## What the exercise asks
The full set of entries needs to be reproduced exactly.

(Stored data)

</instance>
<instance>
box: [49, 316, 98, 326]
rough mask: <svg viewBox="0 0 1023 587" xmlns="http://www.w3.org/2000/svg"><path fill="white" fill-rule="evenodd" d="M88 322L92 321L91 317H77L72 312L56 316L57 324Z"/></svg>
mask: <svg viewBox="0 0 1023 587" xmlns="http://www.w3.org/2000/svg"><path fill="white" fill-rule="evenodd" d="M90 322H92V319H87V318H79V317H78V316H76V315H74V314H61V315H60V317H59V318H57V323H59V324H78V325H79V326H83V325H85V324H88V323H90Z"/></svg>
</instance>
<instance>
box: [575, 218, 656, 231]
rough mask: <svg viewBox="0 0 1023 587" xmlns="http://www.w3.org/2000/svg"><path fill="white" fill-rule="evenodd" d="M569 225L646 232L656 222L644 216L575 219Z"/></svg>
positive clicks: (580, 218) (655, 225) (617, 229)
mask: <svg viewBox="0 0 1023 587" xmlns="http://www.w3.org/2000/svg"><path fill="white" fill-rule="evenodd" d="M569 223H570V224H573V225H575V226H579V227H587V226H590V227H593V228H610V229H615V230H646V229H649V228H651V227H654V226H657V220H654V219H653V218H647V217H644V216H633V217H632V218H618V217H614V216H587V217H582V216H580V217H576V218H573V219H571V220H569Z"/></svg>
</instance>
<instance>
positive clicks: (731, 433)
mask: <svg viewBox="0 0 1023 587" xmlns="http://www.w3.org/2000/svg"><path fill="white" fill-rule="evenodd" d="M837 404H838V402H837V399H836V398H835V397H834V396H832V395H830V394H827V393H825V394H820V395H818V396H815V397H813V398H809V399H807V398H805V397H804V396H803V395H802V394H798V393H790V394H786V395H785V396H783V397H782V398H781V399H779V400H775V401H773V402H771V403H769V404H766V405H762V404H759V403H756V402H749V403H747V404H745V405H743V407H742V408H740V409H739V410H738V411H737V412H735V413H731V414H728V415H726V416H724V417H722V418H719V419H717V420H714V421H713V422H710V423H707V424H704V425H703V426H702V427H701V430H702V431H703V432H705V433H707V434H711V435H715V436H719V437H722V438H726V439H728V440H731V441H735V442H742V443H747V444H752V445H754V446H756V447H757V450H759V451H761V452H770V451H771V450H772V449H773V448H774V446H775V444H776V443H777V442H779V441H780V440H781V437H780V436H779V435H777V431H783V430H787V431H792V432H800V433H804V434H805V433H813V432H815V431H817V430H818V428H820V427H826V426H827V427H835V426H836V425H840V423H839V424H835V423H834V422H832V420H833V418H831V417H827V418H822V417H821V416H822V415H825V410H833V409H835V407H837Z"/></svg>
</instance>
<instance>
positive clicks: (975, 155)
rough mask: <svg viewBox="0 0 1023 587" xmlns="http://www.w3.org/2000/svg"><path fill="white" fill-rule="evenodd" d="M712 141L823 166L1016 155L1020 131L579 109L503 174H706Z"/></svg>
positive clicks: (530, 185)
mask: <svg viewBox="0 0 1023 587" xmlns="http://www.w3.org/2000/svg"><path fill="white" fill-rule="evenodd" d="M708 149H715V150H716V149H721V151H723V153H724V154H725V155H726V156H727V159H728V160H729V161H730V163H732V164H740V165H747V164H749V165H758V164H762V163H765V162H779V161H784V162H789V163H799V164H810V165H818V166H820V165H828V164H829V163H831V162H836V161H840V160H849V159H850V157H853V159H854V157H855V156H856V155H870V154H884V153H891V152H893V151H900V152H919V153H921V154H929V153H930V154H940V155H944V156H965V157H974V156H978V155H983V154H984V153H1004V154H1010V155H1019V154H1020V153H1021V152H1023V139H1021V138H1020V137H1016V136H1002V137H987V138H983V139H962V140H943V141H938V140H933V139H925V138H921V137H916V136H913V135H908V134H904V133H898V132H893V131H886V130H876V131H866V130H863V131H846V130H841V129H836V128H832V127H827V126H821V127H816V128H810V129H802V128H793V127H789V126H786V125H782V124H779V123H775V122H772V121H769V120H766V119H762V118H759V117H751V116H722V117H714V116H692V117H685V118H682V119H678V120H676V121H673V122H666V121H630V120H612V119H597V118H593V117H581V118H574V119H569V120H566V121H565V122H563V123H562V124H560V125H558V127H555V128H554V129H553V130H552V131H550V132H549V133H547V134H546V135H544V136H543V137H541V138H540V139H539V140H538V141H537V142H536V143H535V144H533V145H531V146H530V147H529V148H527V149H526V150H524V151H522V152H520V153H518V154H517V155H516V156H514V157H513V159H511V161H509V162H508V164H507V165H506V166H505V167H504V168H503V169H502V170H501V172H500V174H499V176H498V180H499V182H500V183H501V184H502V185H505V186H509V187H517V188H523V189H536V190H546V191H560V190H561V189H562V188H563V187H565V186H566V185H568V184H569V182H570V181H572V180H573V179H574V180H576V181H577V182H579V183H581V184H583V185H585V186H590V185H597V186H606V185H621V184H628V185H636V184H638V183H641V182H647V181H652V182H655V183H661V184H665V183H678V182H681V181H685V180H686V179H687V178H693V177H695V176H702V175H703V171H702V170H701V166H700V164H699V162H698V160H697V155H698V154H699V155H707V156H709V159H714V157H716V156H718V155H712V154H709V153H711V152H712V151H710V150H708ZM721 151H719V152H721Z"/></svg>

## Solution to the exercise
</instance>
<instance>
box: [49, 316, 98, 326]
rough mask: <svg viewBox="0 0 1023 587" xmlns="http://www.w3.org/2000/svg"><path fill="white" fill-rule="evenodd" d="M88 322L92 321L91 317H77L72 312L56 316L57 324Z"/></svg>
mask: <svg viewBox="0 0 1023 587" xmlns="http://www.w3.org/2000/svg"><path fill="white" fill-rule="evenodd" d="M90 322H92V319H87V318H79V317H78V316H76V315H74V314H61V315H60V317H59V318H57V323H59V324H78V325H79V326H83V325H85V324H88V323H90Z"/></svg>
</instance>
<instance>
box: [575, 218, 656, 231]
rough mask: <svg viewBox="0 0 1023 587" xmlns="http://www.w3.org/2000/svg"><path fill="white" fill-rule="evenodd" d="M569 225L646 232L656 222L644 216L575 219Z"/></svg>
positive clicks: (580, 218) (655, 225) (617, 229)
mask: <svg viewBox="0 0 1023 587" xmlns="http://www.w3.org/2000/svg"><path fill="white" fill-rule="evenodd" d="M569 223H570V224H573V225H575V226H579V227H587V226H590V227H593V228H610V229H615V230H646V229H649V228H651V227H654V226H657V220H654V219H653V218H647V217H644V216H633V217H632V218H618V217H614V216H587V217H582V216H580V217H576V218H573V219H571V220H569Z"/></svg>
</instance>
<instance>
positive clicks: (731, 433)
mask: <svg viewBox="0 0 1023 587" xmlns="http://www.w3.org/2000/svg"><path fill="white" fill-rule="evenodd" d="M837 404H838V402H837V399H836V398H835V397H834V396H832V395H830V394H827V393H825V394H820V395H818V396H815V397H813V398H809V399H807V398H805V397H804V396H803V395H802V394H798V393H790V394H786V395H785V396H783V397H782V398H781V399H779V400H775V401H773V402H771V403H769V404H766V405H762V404H759V403H756V402H749V403H747V404H745V405H743V407H742V408H740V409H739V410H738V411H737V412H735V413H731V414H728V415H726V416H724V417H722V418H719V419H717V420H714V421H713V422H710V423H707V424H704V425H703V426H702V427H701V430H702V431H703V432H705V433H707V434H711V435H715V436H719V437H722V438H726V439H728V440H731V441H735V442H742V443H747V444H752V445H754V446H756V447H757V450H759V451H761V452H770V451H771V450H772V449H773V448H774V446H775V444H776V443H777V442H779V441H780V440H781V437H780V436H779V435H777V431H783V430H787V431H792V432H800V433H804V434H805V433H813V432H815V431H817V430H818V428H820V427H826V426H827V427H835V426H836V425H840V423H839V424H835V423H834V422H832V420H833V418H831V417H827V418H822V417H821V416H822V415H825V410H833V409H835V407H837Z"/></svg>
</instance>
<instance>
positive clicks: (975, 155)
rough mask: <svg viewBox="0 0 1023 587" xmlns="http://www.w3.org/2000/svg"><path fill="white" fill-rule="evenodd" d="M712 141L823 166L1016 155L1020 131L579 109L503 174H706Z"/></svg>
positive clicks: (530, 185)
mask: <svg viewBox="0 0 1023 587" xmlns="http://www.w3.org/2000/svg"><path fill="white" fill-rule="evenodd" d="M708 149H715V150H716V149H721V151H723V153H724V154H725V155H726V156H727V159H728V160H729V161H730V163H732V164H740V165H747V164H749V165H758V164H762V163H765V162H779V161H784V162H789V163H799V164H810V165H818V166H820V165H828V164H829V163H831V162H836V161H840V160H849V159H850V157H853V159H854V157H855V156H856V155H870V154H884V153H891V152H893V151H900V152H919V153H921V154H929V153H930V154H940V155H944V156H965V157H974V156H978V155H983V154H984V153H1004V154H1010V155H1019V154H1020V153H1021V152H1023V139H1021V138H1020V137H1016V136H1002V137H987V138H983V139H962V140H943V141H938V140H933V139H925V138H921V137H916V136H913V135H908V134H904V133H898V132H893V131H886V130H876V131H866V130H863V131H846V130H841V129H836V128H832V127H827V126H821V127H816V128H810V129H802V128H793V127H789V126H786V125H782V124H779V123H775V122H772V121H769V120H766V119H762V118H759V117H751V116H722V117H714V116H692V117H685V118H682V119H678V120H676V121H673V122H666V121H630V120H612V119H597V118H593V117H581V118H574V119H569V120H566V121H565V122H563V123H562V124H560V125H558V127H555V128H554V129H553V130H552V131H550V132H549V133H547V134H546V135H544V136H543V137H541V138H540V139H539V140H538V141H537V142H536V143H535V144H533V145H531V146H530V147H529V148H527V149H526V150H524V151H522V152H520V153H518V154H517V155H516V156H514V157H513V159H511V161H509V162H508V164H507V165H506V166H505V167H504V168H503V169H502V170H501V172H500V174H499V176H498V180H499V182H500V183H501V184H502V185H505V186H509V187H517V188H523V189H536V190H546V191H560V190H561V189H562V188H563V187H565V186H566V185H568V184H569V182H570V181H572V180H573V179H574V180H576V181H577V182H579V183H581V184H583V185H585V186H590V185H597V186H606V185H621V184H628V185H636V184H638V183H641V182H647V181H652V182H655V183H661V184H665V183H678V182H681V181H685V180H686V179H687V178H693V177H695V176H702V175H703V171H702V170H701V166H700V164H699V162H698V160H697V155H698V154H699V155H707V156H709V159H714V157H716V156H718V155H712V154H709V153H711V152H712V151H710V150H708ZM721 151H719V152H721Z"/></svg>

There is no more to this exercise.